Exercise passage |
According to yogic writings and oral tradition, the force of Kundalini is raised through specific meditative exercises.
Kundalini-experiences are understood using the structure of the Hindu chakra system, the psycho-spiritual energy centers along the spine. According to Hindu tradition the Kundalini rises from the root chakra up through the spinal channel, called sushumna, and it is believed to activate each chakra it goes through. Each chakra is said to contain special characteristics. The chakras are any of the nerve plexes or centers of force and consciousness located within the inner bodies of man. When the Kundalini Shakti unites itself with the Supreme Being (Lord Shiva), the aspirant gets engrossed in deep meditation during which he perceives infinite bliss. In raising Kundalini, spiritual powers (siddhis) are also believed to arise, however most spiritual traditions see these phenomena as obstacles on the path, and encourage their students not to be distracted by them.
Spiritual literature also describes instances where Kundalini is said to be activated by a practice called shaktipat. Shaktipat is a form of direct transmission of spiritual energy from a yogi to a student. The most common form is as simple as a touch to the third-eye area by the yogi, at this point wisdom, prana, or both are transferred directly to the student.

Work task 1 |
According to the Kundalini passage, what is the spinal channel through which the Kundalini rises called?
Work task 2 |
Continue the passage on Kundalini from its last sentence.
The rows have nothing to do with the Kundalini passage.

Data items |
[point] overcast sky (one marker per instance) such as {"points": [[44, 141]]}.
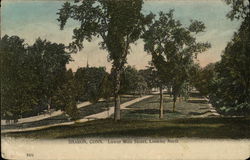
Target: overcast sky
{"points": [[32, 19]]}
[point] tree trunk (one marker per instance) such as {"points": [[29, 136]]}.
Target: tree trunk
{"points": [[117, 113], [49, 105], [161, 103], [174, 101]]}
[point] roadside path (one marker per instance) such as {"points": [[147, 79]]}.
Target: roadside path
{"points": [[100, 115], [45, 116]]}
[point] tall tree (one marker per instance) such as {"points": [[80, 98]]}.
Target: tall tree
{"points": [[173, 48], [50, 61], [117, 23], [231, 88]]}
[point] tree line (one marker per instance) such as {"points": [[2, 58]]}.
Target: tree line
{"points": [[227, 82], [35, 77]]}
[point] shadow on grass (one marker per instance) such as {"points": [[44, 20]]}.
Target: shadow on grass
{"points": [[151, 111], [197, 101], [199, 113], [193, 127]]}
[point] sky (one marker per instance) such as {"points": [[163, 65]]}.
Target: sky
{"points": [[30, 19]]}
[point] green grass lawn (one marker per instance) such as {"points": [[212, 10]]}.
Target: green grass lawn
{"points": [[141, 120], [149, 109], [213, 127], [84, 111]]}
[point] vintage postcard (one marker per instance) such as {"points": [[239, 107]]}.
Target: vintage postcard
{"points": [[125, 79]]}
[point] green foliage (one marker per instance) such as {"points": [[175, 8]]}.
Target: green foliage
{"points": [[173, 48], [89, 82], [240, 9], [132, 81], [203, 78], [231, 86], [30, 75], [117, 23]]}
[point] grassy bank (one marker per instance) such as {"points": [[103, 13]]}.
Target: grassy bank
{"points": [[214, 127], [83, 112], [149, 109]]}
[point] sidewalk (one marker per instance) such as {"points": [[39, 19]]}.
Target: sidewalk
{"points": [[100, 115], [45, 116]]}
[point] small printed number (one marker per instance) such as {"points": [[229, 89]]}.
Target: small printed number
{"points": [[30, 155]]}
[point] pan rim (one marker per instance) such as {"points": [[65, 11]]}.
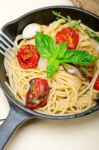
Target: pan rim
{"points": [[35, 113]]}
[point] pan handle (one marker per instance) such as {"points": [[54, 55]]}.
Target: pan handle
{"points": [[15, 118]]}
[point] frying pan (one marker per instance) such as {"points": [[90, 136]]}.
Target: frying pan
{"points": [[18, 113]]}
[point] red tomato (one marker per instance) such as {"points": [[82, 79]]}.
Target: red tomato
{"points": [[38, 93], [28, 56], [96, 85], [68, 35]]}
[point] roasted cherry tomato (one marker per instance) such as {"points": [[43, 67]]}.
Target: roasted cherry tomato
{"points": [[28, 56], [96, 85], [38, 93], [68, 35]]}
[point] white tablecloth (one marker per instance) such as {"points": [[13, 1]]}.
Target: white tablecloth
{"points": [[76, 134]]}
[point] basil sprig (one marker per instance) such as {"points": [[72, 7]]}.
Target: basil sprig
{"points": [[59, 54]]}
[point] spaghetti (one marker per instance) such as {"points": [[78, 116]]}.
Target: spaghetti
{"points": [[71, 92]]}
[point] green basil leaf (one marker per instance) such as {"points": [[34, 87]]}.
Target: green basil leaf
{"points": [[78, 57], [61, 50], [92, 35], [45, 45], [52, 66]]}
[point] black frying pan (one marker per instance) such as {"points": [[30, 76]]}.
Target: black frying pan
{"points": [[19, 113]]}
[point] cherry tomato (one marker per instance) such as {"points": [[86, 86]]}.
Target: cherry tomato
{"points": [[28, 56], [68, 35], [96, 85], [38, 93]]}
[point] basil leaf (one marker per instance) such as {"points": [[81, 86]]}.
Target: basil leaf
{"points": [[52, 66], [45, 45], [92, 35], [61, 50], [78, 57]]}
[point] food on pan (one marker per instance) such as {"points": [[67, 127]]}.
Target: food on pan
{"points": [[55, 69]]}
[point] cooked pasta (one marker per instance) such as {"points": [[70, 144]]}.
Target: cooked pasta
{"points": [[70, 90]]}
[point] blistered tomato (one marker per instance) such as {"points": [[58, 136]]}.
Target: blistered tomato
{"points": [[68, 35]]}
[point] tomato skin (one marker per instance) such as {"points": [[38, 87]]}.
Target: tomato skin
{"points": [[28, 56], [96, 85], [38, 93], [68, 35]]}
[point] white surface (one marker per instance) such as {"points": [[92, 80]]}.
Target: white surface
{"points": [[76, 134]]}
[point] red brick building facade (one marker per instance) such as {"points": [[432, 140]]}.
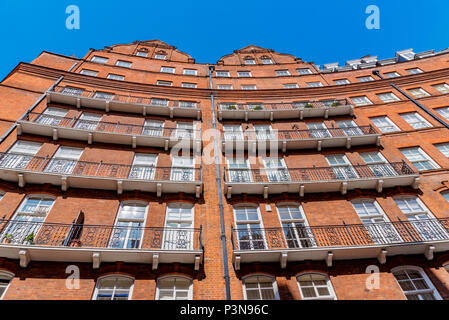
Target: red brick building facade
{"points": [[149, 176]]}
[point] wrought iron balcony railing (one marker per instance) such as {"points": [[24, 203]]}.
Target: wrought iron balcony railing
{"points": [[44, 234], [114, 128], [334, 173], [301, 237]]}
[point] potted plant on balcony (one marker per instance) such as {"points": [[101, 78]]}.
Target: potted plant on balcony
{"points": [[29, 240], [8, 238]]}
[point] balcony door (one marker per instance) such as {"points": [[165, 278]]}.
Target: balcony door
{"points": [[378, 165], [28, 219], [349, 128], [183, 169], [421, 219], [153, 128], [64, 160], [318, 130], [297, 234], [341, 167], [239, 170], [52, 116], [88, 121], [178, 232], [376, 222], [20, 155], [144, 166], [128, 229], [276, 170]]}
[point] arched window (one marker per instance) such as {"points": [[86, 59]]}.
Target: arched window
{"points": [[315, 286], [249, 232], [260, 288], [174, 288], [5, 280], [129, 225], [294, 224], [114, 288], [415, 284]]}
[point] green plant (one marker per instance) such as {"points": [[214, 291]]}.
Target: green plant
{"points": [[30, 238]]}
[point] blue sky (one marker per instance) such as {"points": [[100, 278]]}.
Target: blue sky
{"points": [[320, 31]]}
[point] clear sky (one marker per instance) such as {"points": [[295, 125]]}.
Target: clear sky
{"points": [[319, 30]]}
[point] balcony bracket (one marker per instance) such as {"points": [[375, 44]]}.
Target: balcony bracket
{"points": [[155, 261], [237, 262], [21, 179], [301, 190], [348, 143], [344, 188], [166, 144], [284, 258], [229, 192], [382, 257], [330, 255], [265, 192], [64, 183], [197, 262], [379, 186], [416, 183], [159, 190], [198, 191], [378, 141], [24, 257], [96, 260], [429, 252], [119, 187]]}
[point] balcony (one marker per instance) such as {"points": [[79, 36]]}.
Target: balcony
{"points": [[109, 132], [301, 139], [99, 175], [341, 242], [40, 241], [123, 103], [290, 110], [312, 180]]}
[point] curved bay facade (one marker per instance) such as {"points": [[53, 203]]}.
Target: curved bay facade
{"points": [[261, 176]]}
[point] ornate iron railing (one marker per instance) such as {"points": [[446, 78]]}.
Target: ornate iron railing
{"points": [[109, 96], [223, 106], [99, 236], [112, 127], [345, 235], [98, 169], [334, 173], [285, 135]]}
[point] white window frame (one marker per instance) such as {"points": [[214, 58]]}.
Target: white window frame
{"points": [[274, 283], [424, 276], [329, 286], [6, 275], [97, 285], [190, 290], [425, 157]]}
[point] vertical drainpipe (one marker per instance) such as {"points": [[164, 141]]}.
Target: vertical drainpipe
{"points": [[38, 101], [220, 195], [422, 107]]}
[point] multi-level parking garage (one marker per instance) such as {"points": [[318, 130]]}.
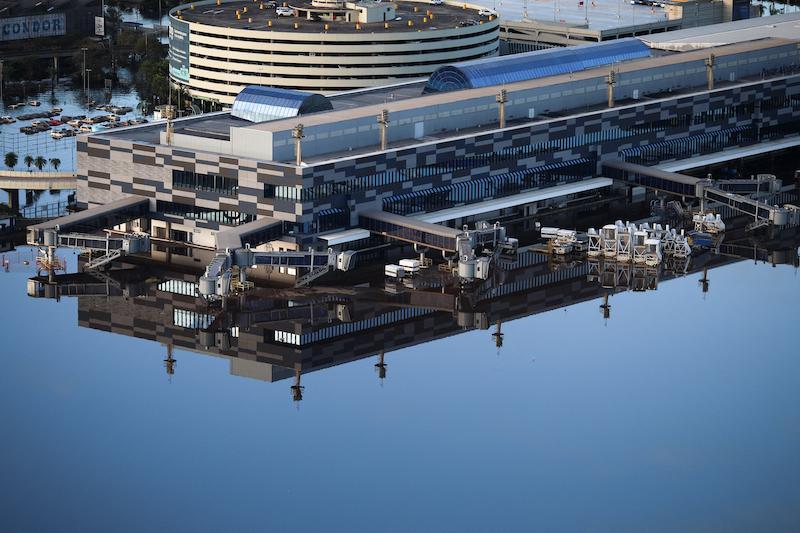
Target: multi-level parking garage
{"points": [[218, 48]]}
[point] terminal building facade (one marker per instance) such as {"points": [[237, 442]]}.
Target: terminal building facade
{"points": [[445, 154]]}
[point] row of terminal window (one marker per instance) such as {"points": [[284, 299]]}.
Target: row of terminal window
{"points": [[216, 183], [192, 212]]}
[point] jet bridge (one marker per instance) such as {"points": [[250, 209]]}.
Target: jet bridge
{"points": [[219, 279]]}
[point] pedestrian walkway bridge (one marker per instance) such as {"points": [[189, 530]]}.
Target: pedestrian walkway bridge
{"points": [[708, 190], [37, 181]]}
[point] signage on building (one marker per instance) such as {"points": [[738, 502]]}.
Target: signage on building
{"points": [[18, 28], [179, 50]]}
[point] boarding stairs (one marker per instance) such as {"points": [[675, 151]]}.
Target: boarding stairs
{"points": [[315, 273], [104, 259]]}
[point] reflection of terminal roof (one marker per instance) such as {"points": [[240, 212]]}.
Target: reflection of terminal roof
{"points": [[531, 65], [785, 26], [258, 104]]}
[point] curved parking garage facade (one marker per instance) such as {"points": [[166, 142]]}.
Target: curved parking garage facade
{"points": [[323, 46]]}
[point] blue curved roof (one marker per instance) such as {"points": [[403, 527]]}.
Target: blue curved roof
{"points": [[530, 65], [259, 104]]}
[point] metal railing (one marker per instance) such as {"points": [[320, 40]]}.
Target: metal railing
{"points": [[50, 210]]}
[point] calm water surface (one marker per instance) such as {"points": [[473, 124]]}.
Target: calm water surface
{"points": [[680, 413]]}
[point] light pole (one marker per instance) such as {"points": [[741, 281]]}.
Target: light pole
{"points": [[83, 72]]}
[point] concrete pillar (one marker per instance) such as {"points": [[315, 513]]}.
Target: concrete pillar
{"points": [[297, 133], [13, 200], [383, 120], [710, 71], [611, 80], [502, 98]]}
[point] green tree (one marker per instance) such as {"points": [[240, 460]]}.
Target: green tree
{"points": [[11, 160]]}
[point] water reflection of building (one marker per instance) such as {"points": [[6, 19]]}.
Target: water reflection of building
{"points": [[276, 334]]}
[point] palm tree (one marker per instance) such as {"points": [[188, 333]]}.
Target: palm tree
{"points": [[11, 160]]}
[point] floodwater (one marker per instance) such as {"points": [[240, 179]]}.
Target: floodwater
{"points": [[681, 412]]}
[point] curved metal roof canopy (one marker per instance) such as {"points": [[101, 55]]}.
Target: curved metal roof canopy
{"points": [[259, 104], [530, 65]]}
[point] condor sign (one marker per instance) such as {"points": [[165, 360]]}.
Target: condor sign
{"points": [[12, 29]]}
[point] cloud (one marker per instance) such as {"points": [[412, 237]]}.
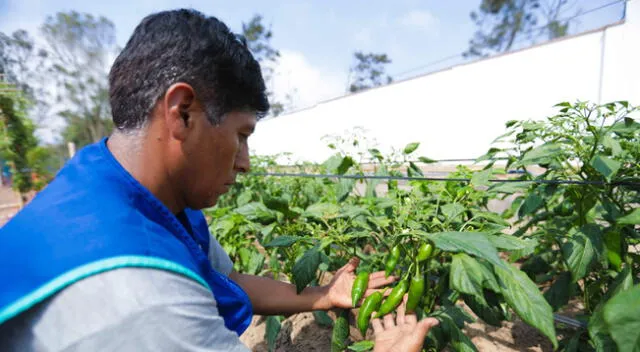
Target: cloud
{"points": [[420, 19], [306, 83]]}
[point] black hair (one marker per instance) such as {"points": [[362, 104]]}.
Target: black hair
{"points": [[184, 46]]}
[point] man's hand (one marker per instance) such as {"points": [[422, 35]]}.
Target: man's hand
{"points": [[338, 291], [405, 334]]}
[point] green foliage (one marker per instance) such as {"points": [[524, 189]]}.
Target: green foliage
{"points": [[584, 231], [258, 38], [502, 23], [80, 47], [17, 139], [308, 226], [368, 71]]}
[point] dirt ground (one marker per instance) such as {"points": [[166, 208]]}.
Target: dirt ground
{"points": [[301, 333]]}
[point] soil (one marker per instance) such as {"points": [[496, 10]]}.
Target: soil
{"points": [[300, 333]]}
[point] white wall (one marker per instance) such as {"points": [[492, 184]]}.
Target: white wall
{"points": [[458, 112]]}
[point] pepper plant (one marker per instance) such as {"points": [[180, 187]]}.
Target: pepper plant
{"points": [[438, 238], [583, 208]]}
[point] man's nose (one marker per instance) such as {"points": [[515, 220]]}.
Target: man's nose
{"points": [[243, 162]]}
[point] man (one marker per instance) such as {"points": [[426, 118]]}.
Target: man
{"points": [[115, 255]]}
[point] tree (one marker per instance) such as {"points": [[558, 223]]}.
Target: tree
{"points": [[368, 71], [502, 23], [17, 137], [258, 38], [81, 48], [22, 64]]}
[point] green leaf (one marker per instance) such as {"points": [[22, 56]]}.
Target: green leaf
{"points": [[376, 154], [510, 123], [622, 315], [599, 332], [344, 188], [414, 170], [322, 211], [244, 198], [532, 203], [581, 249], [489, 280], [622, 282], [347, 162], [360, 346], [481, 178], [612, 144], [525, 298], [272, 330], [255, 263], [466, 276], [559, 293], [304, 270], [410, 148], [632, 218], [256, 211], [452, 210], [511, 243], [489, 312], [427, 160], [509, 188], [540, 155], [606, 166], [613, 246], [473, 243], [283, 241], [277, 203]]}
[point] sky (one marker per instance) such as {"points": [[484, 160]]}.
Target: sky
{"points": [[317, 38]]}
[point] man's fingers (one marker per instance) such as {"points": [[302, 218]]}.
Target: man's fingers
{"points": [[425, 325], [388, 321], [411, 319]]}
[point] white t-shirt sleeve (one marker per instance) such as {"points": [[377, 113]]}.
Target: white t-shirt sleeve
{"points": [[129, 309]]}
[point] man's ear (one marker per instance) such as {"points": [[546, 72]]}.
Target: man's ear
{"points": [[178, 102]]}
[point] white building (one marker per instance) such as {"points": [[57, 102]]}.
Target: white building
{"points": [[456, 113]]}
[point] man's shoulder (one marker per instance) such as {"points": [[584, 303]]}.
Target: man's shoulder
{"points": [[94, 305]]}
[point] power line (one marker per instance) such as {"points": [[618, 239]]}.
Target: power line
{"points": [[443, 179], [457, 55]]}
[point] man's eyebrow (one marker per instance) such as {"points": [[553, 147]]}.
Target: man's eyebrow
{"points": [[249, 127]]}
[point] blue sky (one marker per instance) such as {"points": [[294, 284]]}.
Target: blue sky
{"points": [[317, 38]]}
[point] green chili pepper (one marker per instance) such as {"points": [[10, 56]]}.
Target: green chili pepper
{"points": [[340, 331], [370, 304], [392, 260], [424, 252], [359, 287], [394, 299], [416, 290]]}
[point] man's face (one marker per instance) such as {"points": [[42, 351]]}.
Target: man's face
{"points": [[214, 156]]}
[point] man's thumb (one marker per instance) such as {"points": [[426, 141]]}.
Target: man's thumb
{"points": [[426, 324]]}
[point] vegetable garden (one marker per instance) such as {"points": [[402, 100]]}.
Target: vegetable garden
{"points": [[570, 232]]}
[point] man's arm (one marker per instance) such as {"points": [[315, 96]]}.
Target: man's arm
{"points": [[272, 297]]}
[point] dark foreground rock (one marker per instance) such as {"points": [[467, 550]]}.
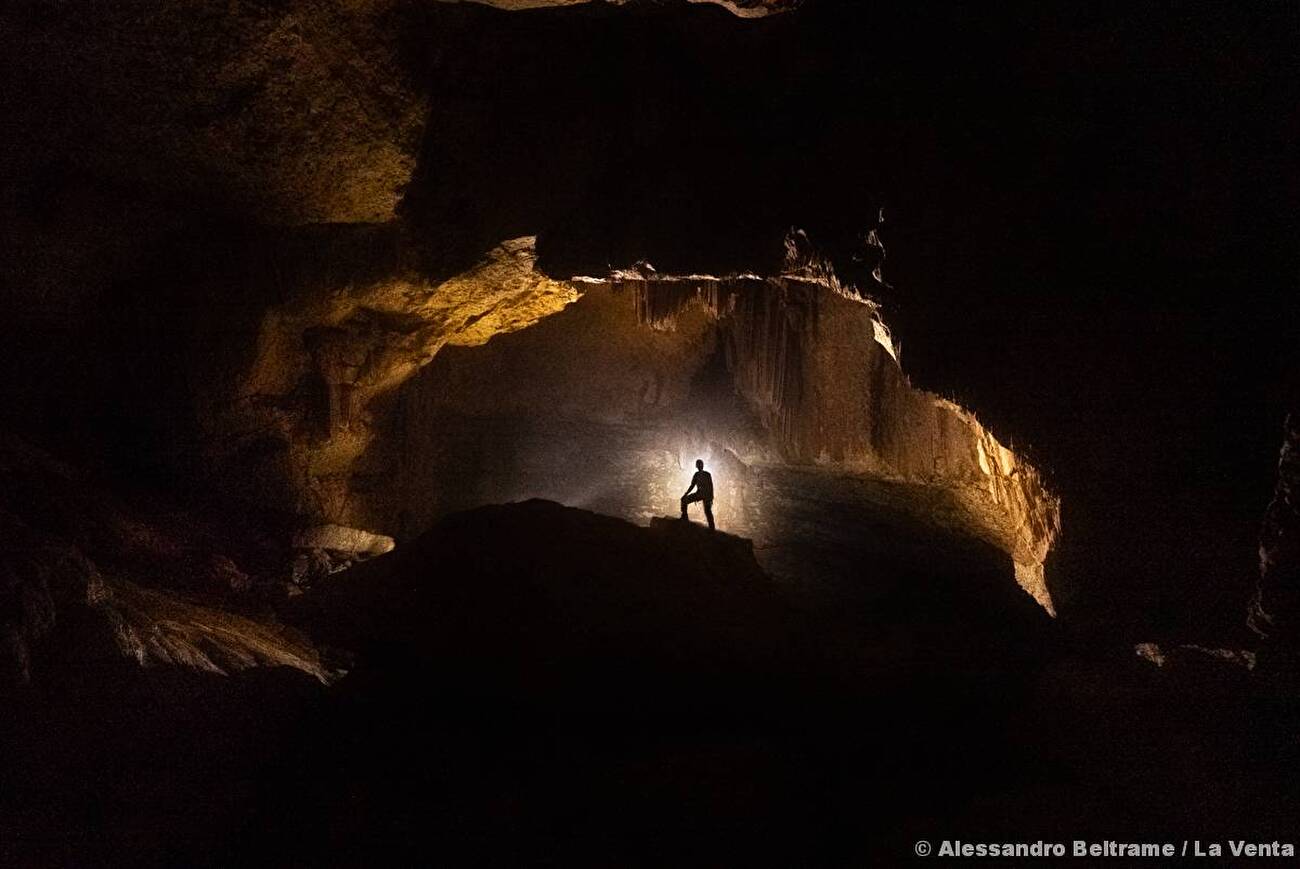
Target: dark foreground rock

Written reply 1 |
It is called sushumna.

Written reply 2 |
Contemporary spiritual literature (and the field of Transpersonal Psychology) recommends only to engage in these practices when guided by an accredited teacher, or with thorough psychological preparation and education in yoga or all of these. Any form of intense contemplative or spiritual practice without appropriate support is considered risky and in some cases even dangerous. Traditional teachers of kundalini meditation also warn neophytes of the potential dangers of experimenting with kundalini Yoga techniques. Without the proper checks and balances of a whole system of practice, (some claim) simply raising energy is as foolish as it would be to raise electrical energy without any method of release or grounding. A growing body of clinical and psychological literature notes the growing occurrence of meditation-related problems in Western contemplative life.. Among these we find the "Kundalini Syndrome" (see below) and different forms of "wind illness" described in the Tibetan tradition.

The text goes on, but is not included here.